• Task:
Copy every line of the records below that holds the word "desert".

───

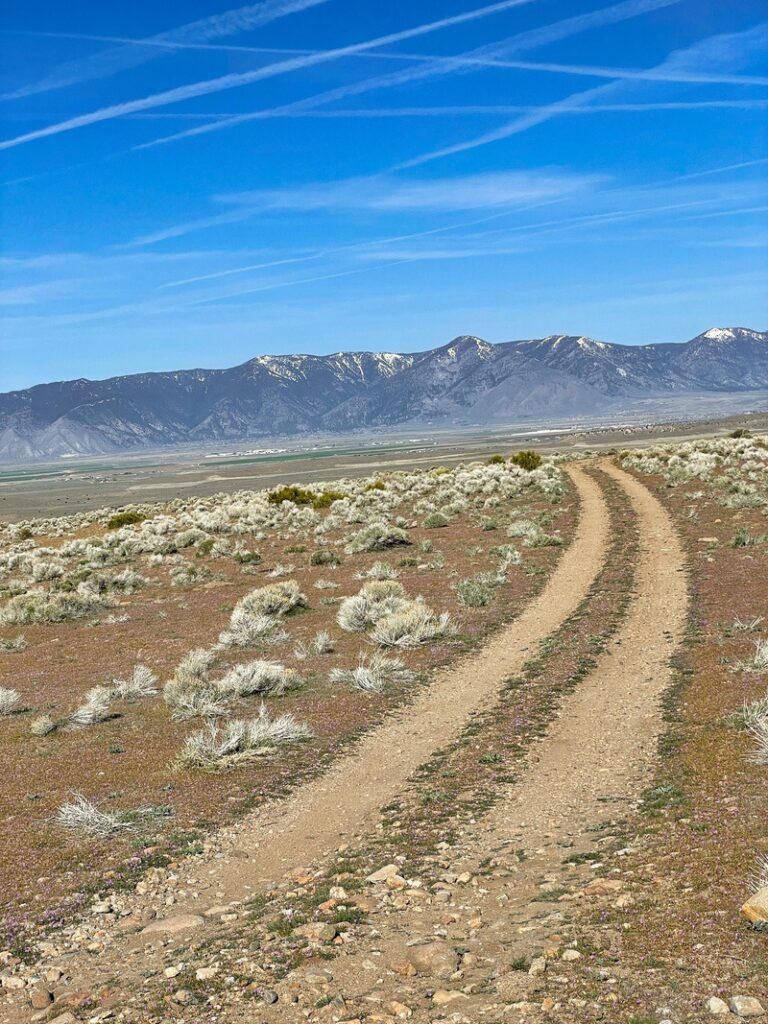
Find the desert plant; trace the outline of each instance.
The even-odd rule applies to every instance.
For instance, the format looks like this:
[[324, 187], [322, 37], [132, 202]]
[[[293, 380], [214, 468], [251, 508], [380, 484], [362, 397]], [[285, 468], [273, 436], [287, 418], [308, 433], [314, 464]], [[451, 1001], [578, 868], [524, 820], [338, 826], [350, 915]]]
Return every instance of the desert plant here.
[[45, 625], [82, 618], [104, 607], [103, 598], [93, 593], [49, 593], [30, 590], [17, 594], [0, 612], [0, 623], [5, 626]]
[[742, 672], [768, 672], [768, 639], [755, 640], [755, 653], [749, 661], [740, 661], [736, 665]]
[[362, 551], [385, 551], [410, 543], [408, 534], [399, 526], [384, 522], [370, 523], [352, 534], [344, 550], [348, 555], [356, 555]]
[[21, 699], [18, 690], [11, 690], [7, 686], [0, 686], [0, 717], [10, 715], [16, 710], [16, 705]]
[[328, 548], [318, 548], [317, 551], [313, 551], [309, 556], [310, 565], [340, 565], [341, 559], [335, 551], [329, 551]]
[[281, 628], [279, 619], [271, 615], [253, 615], [245, 608], [235, 608], [229, 621], [229, 628], [219, 634], [216, 646], [258, 647], [284, 643], [288, 634]]
[[136, 512], [131, 509], [125, 512], [115, 512], [107, 520], [107, 529], [119, 530], [122, 526], [134, 526], [136, 523], [143, 523], [146, 518], [143, 512]]
[[389, 562], [374, 562], [370, 569], [356, 573], [359, 580], [396, 580], [397, 577], [397, 569]]
[[465, 608], [483, 608], [493, 601], [493, 586], [479, 576], [471, 576], [456, 584], [456, 597]]
[[525, 469], [530, 473], [534, 469], [539, 468], [542, 459], [538, 452], [526, 449], [524, 451], [515, 452], [514, 455], [510, 456], [509, 461], [515, 466], [519, 466], [520, 469]]
[[157, 676], [146, 665], [137, 665], [127, 679], [112, 680], [112, 694], [129, 703], [157, 693]]
[[491, 455], [490, 458], [485, 460], [486, 466], [503, 466], [504, 462], [504, 456], [499, 455], [498, 453], [496, 455]]
[[111, 714], [112, 691], [106, 686], [94, 686], [85, 694], [80, 707], [69, 716], [72, 725], [85, 728], [105, 722]]
[[330, 654], [332, 650], [333, 641], [331, 640], [331, 634], [323, 629], [316, 633], [308, 644], [296, 644], [296, 647], [293, 650], [293, 656], [299, 661], [305, 661], [307, 658], [311, 658], [319, 654]]
[[342, 629], [359, 633], [385, 615], [398, 611], [407, 603], [405, 591], [396, 580], [371, 580], [352, 597], [339, 605], [336, 621]]
[[361, 654], [357, 668], [334, 668], [330, 674], [332, 683], [343, 683], [365, 693], [380, 693], [392, 683], [408, 682], [412, 678], [413, 672], [399, 658], [387, 658], [379, 652]]
[[108, 839], [118, 832], [133, 832], [135, 825], [119, 814], [101, 811], [82, 793], [73, 793], [72, 800], [62, 804], [54, 821], [70, 832], [83, 832], [94, 839]]
[[450, 520], [448, 519], [448, 516], [443, 515], [442, 512], [433, 512], [424, 520], [424, 526], [428, 530], [439, 530], [442, 527], [447, 526], [449, 522]]
[[307, 599], [295, 580], [268, 583], [265, 587], [252, 590], [237, 604], [253, 615], [287, 615], [294, 608], [306, 607]]
[[17, 654], [19, 651], [23, 651], [26, 646], [27, 641], [23, 633], [19, 633], [12, 640], [0, 640], [0, 651], [5, 651], [6, 654]]
[[293, 671], [275, 661], [249, 661], [235, 665], [218, 680], [217, 686], [225, 697], [280, 697], [301, 685]]
[[380, 619], [371, 639], [382, 647], [418, 647], [454, 632], [447, 612], [436, 615], [421, 601], [412, 601], [402, 610]]
[[312, 735], [293, 715], [270, 718], [264, 705], [258, 718], [235, 719], [219, 726], [209, 722], [187, 737], [174, 767], [216, 771], [258, 757], [283, 743], [295, 743]]
[[39, 715], [37, 718], [33, 719], [32, 724], [29, 727], [29, 731], [33, 736], [49, 736], [62, 724], [62, 720], [54, 718], [53, 715]]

───

• Exercise solution:
Find the desert plant; trace the outline of each instance.
Return every instance of the desert plant here.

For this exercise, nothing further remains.